**TESTO**.
>>
Il movimento moscovita per «elezioni libere» ha ormai rotto gli argini ed è diventato un fattore politico di prima grandezza. Non solo nazionale se ieri la portavoce del ministero degli esteri, Marya Zacharova, si è spinta ad affermare «di voler coordinare gli sforzi con il governo cinese» per arginare le manifestazioni di Mosca e Hong Kong.

Un’idea bizzarra ma che dà l’idea di quanto oggi il potere politico in Russia sia disorientato di fronte alle proteste.

Sempre ieri il Roskomnadzor, il Servizio federale per la supervisione della connessione e comunicazione di massa, ha inviato una lettera a Google chiedendo «di adottare misure per impedire la pubblicità di eventi di massa illegali su hosting di proprietà dell’azienda YouTube».

Il Roskomnadzor ha anche aggiunto che «la mancata adozione di tali misure sarà considerata come un’interferenza negli affari sovrani della Federazione». Google Russia si è rifiutata di commentare la missiva che ha provocato però ironia e irrisione sulla rete.

Perché il «problema web» per gli organi dello Stato è ben più complesso. Qualche giorno fa le immagini di una ragazzina che veniva selvaggiamente picchiata dalla polizia è diventata virale dopo che era stata pubblicata sulla pagina Facebook di Egor Krid, un rapper di Penza con un seguito di undici milioni di followers, amatissimo dai giovanissimi.
<<
**ESTRATTI DELLE RIGHE**.
>>
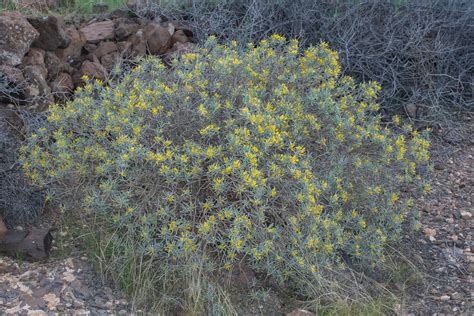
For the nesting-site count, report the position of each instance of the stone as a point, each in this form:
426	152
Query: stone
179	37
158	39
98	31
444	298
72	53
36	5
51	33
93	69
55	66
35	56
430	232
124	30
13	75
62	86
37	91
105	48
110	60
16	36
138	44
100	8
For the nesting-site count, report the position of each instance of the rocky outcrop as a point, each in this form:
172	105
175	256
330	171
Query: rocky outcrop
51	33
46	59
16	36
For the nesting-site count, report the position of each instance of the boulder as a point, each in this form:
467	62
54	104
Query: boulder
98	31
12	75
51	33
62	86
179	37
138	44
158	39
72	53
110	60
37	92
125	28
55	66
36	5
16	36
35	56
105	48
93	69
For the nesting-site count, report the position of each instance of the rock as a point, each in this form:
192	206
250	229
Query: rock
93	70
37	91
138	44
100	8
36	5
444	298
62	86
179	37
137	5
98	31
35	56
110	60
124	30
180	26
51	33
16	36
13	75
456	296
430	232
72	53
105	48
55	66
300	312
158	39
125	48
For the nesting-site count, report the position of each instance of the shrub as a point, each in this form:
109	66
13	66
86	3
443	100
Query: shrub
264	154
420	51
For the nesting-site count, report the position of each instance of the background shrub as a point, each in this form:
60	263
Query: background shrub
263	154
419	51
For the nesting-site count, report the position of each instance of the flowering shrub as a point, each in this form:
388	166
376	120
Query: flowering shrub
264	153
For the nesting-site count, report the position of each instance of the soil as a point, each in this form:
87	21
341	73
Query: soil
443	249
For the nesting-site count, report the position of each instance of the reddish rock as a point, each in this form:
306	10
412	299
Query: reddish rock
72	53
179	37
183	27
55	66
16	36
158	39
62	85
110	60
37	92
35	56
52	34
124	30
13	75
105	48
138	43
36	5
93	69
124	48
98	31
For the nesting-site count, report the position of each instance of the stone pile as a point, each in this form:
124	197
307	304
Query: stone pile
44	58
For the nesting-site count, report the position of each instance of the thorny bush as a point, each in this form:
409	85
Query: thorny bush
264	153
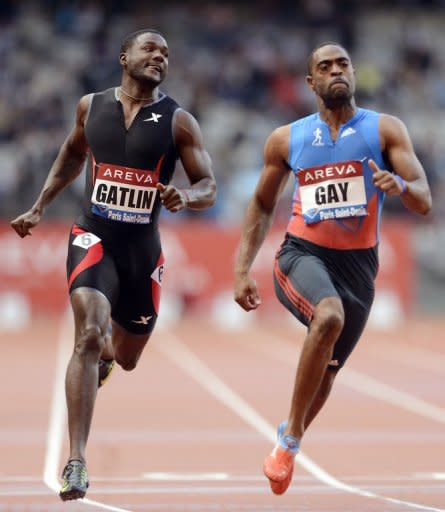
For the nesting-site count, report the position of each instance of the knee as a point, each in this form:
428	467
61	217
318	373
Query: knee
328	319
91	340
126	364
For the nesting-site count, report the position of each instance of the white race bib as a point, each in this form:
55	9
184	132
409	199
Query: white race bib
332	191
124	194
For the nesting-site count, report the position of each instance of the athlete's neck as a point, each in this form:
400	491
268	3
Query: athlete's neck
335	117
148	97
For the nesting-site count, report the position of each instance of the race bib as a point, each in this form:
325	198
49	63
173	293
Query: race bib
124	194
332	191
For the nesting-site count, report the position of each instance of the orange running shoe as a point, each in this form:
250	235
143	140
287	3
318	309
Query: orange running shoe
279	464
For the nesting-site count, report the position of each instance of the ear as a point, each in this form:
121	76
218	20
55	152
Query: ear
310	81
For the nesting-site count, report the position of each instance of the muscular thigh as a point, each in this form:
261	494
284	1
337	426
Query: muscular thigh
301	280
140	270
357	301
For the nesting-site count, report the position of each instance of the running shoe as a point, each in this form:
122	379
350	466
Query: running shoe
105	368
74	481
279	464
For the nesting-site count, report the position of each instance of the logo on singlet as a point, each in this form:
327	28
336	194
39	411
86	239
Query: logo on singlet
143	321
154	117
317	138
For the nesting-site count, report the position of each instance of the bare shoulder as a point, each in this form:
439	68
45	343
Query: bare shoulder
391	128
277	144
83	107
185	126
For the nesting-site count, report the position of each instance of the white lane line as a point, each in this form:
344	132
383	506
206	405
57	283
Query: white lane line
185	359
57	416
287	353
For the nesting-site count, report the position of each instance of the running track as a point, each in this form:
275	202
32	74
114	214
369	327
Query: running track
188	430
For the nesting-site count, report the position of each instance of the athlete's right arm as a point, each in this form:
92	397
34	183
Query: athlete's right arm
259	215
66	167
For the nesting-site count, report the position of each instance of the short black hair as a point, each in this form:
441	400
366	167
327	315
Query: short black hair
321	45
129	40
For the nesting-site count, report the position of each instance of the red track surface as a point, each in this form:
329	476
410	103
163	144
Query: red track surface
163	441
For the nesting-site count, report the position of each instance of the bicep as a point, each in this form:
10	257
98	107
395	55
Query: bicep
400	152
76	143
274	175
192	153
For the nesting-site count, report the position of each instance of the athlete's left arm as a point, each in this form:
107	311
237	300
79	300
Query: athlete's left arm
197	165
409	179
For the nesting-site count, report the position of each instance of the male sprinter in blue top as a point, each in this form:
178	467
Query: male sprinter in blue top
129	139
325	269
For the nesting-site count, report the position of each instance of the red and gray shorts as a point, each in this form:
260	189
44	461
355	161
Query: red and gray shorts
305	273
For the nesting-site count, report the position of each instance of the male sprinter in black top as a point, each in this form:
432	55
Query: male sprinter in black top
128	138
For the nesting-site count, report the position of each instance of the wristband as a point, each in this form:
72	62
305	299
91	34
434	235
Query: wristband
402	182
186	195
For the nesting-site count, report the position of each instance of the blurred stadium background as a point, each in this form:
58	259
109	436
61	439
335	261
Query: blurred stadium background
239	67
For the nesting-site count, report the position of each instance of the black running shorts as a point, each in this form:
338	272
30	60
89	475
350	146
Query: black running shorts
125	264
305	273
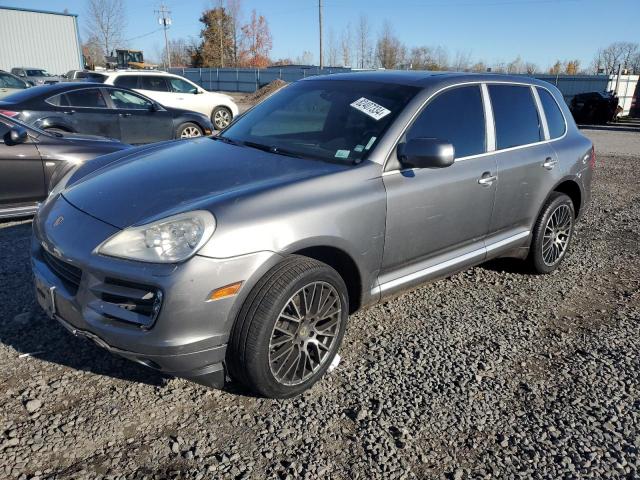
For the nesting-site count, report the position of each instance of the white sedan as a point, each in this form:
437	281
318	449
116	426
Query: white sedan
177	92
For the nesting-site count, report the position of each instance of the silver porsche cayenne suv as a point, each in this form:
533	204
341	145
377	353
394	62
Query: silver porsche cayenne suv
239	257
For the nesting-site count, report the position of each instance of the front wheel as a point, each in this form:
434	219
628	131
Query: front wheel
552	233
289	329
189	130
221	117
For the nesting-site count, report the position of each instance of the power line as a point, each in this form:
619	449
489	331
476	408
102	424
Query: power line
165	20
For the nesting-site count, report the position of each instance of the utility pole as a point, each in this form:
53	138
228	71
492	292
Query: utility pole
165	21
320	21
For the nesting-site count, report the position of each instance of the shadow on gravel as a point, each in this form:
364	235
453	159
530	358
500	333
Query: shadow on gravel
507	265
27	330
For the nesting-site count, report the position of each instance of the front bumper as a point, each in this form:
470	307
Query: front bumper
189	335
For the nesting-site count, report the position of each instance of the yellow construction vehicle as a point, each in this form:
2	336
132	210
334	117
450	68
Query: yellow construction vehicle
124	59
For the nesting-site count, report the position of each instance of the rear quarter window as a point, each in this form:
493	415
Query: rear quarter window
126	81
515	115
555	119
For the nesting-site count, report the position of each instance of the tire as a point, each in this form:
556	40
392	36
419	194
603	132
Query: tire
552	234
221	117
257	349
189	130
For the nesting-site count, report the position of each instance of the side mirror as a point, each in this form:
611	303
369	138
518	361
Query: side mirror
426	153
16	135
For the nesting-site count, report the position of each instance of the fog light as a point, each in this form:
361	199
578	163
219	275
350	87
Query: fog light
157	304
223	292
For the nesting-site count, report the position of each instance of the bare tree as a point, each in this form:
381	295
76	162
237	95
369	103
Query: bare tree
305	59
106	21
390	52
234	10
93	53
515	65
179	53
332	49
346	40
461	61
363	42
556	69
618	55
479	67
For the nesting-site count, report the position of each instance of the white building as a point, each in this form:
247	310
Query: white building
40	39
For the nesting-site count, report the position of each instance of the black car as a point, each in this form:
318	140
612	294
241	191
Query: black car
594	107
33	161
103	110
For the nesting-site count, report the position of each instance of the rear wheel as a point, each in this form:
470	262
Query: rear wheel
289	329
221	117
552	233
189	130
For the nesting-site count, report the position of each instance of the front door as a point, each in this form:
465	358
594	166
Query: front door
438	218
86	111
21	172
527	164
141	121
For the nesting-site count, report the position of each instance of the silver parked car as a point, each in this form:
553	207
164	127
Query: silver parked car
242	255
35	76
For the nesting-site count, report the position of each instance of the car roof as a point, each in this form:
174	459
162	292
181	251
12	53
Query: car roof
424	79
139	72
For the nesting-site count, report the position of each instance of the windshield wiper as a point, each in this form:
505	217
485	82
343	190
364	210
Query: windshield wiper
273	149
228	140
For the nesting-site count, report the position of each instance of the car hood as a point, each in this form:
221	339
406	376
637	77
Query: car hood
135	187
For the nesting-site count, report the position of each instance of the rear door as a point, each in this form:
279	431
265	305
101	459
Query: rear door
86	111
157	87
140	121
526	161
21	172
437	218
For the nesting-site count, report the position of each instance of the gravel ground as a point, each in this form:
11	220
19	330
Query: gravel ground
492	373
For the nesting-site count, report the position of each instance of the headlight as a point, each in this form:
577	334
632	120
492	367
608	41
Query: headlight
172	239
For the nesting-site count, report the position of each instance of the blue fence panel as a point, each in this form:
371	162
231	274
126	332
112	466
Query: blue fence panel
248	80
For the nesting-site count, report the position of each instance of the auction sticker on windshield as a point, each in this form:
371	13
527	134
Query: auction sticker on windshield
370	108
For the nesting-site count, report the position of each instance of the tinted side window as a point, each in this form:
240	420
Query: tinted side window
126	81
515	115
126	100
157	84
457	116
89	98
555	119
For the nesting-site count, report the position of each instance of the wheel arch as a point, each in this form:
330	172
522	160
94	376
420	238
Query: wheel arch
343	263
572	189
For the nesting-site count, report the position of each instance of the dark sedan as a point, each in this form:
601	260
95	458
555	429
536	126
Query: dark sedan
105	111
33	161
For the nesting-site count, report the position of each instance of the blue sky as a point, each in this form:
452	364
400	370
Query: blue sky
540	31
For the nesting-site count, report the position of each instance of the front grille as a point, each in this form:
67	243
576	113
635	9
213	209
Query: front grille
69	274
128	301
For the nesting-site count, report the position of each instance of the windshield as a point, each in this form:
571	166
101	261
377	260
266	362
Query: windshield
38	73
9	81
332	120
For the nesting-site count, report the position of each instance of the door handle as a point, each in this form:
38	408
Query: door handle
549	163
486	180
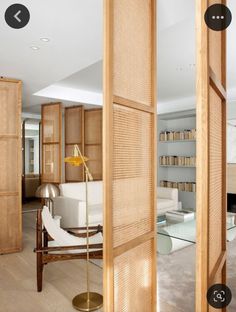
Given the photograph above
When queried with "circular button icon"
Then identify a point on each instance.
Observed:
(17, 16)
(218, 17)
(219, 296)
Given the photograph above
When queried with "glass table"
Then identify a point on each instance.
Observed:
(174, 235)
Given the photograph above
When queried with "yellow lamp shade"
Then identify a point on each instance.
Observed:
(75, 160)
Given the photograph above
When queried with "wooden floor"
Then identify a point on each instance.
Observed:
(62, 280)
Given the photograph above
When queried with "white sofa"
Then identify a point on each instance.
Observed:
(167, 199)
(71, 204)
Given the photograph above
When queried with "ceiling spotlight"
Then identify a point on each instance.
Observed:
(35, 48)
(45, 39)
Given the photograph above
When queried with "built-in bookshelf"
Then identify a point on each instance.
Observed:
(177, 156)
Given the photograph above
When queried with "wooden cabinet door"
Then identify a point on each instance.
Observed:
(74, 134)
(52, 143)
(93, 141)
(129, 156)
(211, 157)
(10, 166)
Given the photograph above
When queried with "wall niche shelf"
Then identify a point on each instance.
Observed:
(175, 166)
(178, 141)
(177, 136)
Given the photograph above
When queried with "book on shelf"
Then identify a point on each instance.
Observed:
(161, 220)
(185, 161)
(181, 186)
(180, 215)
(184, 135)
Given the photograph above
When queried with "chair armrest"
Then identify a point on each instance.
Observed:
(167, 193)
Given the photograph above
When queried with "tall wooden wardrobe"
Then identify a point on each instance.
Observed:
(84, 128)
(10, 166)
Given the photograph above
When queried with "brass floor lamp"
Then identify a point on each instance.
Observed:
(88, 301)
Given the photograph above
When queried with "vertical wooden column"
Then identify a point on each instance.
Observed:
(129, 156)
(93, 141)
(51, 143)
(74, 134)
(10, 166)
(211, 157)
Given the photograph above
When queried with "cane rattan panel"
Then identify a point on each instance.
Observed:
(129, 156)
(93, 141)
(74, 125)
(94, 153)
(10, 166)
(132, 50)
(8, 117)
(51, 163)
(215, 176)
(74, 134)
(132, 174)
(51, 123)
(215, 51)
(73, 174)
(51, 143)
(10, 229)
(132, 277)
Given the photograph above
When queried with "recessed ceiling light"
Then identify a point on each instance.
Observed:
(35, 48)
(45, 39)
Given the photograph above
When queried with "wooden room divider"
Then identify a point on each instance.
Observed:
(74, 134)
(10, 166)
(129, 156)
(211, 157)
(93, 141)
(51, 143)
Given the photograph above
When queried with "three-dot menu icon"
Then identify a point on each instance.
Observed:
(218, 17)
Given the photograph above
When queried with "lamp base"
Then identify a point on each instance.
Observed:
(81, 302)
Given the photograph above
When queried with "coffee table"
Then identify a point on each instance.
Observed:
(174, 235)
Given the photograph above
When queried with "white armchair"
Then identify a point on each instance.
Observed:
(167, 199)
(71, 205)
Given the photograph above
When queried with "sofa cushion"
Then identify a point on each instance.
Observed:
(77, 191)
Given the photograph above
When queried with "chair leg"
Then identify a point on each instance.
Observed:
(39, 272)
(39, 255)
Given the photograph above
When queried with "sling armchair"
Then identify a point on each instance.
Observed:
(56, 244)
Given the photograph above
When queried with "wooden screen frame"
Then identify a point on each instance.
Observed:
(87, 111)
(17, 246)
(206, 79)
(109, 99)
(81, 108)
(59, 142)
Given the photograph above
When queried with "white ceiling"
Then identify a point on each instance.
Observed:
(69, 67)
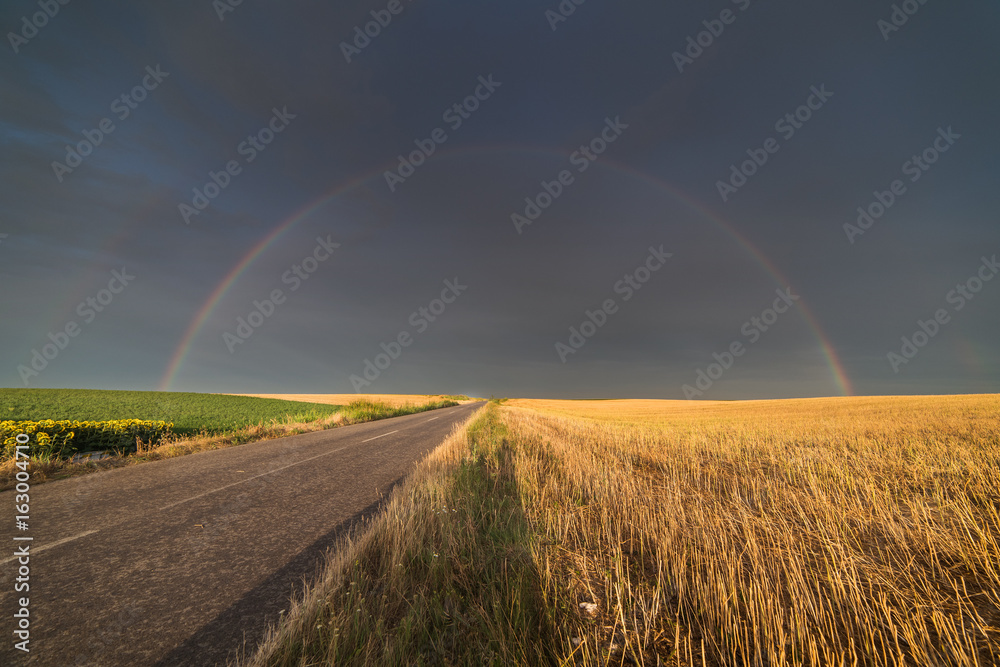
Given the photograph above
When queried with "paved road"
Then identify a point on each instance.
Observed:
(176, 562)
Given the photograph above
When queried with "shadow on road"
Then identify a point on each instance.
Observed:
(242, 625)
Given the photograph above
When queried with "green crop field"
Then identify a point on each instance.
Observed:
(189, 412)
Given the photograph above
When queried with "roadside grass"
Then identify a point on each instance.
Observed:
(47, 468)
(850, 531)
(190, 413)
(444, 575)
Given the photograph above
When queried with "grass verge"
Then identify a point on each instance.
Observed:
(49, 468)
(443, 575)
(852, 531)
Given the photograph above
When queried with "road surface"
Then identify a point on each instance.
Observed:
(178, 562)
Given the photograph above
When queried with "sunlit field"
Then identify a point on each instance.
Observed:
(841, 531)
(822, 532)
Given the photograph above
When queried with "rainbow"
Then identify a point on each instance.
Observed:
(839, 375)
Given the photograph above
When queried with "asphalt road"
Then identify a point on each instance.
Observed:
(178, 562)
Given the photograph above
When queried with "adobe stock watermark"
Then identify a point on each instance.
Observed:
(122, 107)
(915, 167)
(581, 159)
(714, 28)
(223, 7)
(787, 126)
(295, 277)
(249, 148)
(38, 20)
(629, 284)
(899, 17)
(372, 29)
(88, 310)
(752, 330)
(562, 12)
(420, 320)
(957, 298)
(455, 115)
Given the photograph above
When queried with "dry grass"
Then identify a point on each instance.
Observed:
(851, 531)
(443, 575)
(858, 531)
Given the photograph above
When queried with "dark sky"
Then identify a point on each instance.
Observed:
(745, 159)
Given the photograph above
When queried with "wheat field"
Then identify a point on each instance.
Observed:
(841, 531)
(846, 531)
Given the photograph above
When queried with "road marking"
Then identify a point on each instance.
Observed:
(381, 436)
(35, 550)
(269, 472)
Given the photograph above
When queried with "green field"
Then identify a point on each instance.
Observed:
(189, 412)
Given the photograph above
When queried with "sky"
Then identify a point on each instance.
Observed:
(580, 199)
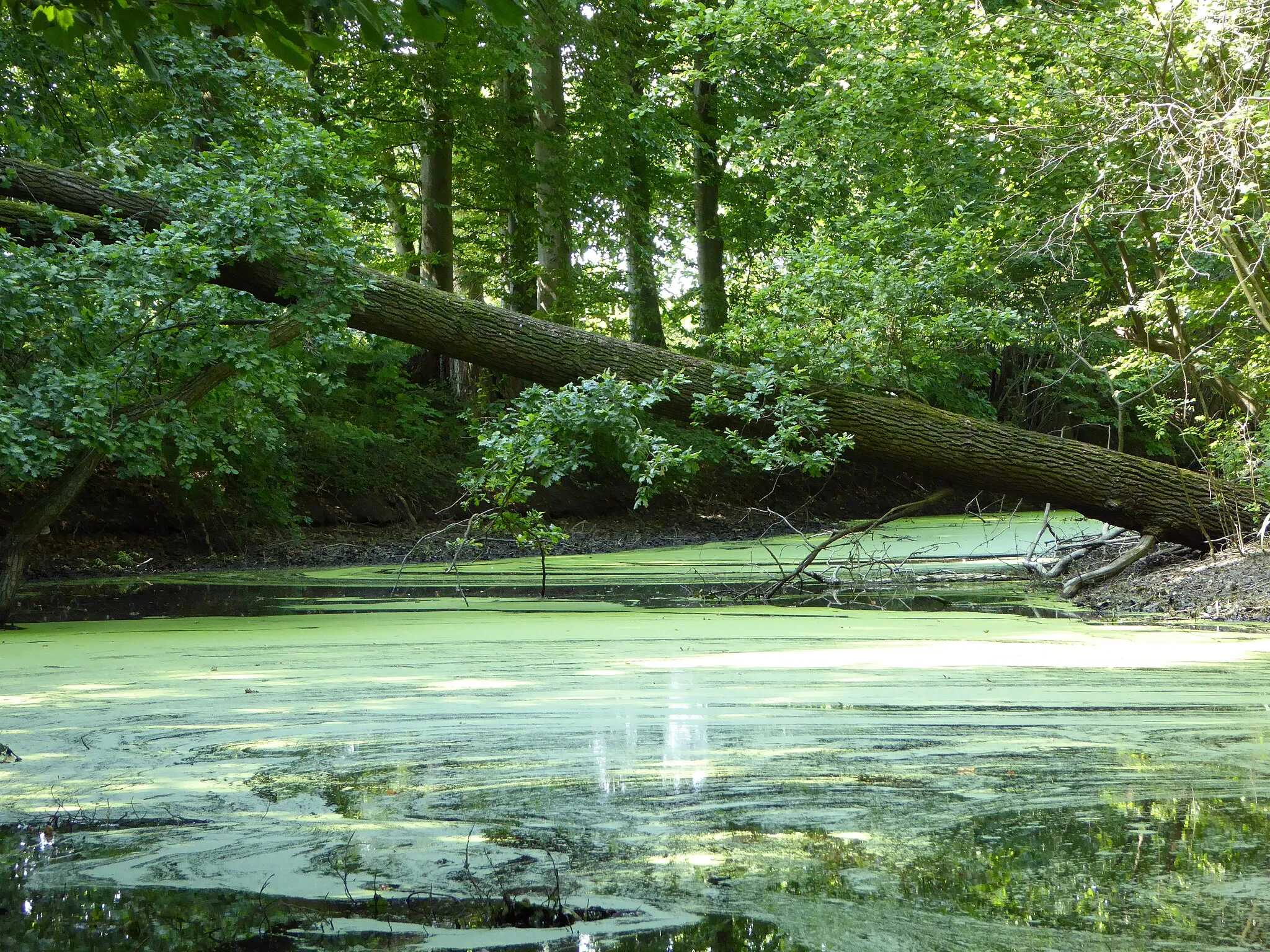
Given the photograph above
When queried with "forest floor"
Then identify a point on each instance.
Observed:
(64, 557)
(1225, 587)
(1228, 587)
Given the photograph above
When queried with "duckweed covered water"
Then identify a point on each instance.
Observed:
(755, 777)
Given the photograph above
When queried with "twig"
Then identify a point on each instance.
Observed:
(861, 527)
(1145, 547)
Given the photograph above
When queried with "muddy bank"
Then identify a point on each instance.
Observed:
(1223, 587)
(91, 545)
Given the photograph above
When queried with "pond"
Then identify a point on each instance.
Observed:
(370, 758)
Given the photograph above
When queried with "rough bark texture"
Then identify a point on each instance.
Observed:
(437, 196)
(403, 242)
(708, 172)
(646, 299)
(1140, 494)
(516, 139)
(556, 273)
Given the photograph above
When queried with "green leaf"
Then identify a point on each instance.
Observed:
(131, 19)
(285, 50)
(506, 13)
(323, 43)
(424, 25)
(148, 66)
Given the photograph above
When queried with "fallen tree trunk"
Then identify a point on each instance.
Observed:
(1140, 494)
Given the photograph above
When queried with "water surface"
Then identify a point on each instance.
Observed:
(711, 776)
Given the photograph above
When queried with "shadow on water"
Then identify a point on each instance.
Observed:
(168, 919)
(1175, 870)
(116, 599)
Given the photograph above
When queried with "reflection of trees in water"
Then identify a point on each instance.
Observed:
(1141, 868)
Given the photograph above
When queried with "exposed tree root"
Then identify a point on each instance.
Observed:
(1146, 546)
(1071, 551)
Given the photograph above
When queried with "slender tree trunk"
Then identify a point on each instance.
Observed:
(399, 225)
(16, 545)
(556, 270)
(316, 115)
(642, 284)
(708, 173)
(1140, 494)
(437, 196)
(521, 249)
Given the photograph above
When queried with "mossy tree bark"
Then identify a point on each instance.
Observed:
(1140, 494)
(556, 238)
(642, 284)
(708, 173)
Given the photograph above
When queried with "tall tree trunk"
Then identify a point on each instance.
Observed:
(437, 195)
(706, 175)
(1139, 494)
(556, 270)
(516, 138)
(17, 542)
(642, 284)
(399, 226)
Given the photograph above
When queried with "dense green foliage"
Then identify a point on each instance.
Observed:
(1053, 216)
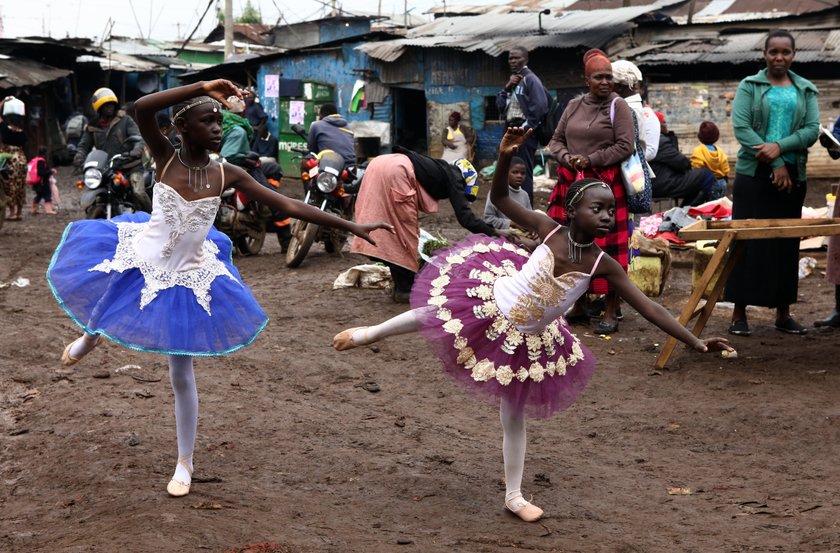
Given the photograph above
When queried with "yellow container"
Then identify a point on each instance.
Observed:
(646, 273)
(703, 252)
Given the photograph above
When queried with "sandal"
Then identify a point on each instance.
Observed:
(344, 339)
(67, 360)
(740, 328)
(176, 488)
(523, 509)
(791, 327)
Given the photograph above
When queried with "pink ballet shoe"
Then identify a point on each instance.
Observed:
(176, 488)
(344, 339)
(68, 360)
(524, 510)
<<
Riscrivi la parte del testo sulle proteste di Mosca che comincia con "Il movimento moscovita" e prosegue fino a "e Hong Kong.", mettendo "rappresentante" al posto di "portavoce".

Il movimento moscovita per «elezioni libere» ha ormai rotto gli argini ed è diventato un fattore politico di prima grandezza. Non solo nazionale se ieri la rappresentante del ministero degli esteri, Marya Zacharova, si è spinta ad affermare «di voler coordinare gli sforzi con il governo cinese» per arginare le manifestazioni di Mosca e Hong Kong.